Review by Mr. Will Wong
Our affinity for Horse Racing is no mystery, hence pardon that we have been a little too excited for the world to discover Clint Bentley‘s JOCKEY. The Film has garnered much acclaim on the festival circuit at the likes of TIFF and Sundance. Resting almost entirely on the light weight of Clifton Collins Jr.‘s commanding lead, this Drama is not to be missed.
JOCKEY veers from the norm of typical Sports Drama fare. This isn’t Seabiscuit nor is it Secretariat. Nobody’s winning the Kentucky Derby. Director/Co-Writer Bentley who actually grew-up around Horse Racing, explores the losses and sacrifices that Jackson (Collins) has endured as a tenured jockey. We meet him going about his daily routine, working closely with Owner/Trainer Ruth (Molly Parker) and he has been having a tough go of late. He’s above optimal weight in a sport in which pounds matter, he’s battling potentially career-ending back injuries and still trying to get those mounts that will put him back in fighting form. He notices an up-and-coming rider named Gabrial (Moisés Arias) who’s been following him track to track and both have reason to believe that Jackson might actually be his father. Taking Gabrial under his wings, the two form a bond but the fitter that the young jockey gets, Jackson‘s struggles become even more realized and along with Jackson, we contemplate his longevity in the sport.

• • •

• _Short problem 1_: List each performer named in the film review along with the character that person plays.

(Point annotation records)
• • •

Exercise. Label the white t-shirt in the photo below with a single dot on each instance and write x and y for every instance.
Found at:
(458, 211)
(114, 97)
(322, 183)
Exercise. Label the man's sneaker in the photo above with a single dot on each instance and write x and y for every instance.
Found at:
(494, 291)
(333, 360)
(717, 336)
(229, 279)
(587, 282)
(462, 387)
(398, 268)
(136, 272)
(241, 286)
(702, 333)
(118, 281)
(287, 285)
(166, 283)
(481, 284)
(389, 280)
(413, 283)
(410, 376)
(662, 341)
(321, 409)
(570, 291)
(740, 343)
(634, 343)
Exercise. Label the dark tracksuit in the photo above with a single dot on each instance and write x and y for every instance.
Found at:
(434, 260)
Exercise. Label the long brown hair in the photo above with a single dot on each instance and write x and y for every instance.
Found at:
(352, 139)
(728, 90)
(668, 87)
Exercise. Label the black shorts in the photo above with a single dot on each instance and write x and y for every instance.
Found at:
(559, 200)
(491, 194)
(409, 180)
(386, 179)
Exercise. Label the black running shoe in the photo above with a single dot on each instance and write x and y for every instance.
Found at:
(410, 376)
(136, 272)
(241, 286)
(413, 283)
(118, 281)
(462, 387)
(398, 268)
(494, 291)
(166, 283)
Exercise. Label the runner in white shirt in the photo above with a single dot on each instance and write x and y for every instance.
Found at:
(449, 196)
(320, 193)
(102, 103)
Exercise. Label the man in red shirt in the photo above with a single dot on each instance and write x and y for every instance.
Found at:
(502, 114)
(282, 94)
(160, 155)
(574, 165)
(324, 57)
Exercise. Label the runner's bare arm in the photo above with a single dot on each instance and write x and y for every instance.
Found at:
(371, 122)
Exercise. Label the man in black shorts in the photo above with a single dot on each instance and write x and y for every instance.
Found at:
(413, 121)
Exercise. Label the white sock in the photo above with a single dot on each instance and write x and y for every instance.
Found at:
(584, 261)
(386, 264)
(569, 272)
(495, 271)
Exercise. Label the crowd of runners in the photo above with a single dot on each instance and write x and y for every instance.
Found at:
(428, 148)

• • •

• _Short problem 2_: Rewrite the records from the line containing "Exercise. Label the runner's" through the end of the records, with the requests included. Multiply every x and y coordinate in the answers by 1.05 and round to whole numbers, with halves rounded up.

• _Full response 1_:
Clifton Collins Jr.: Jackson
Molly Parker: Ruth
Moisés Arias: Gabrial

• _Full response 2_:
Exercise. Label the runner's bare arm in the photo above with a single dot on each instance and write x and y for every instance.
Found at:
(390, 128)
Exercise. Label the man in black shorts in the photo above with a single dot on each instance and write x and y for every instance.
Found at:
(434, 127)
Exercise. Label the white sock in the photo above with a single dot on each instance and write x and y for every instance.
Found at:
(613, 274)
(405, 277)
(597, 286)
(520, 285)
Exercise. Label the crowd of runners in the photo above with a single dot on each instance and write x and y for every instance.
Found at:
(449, 155)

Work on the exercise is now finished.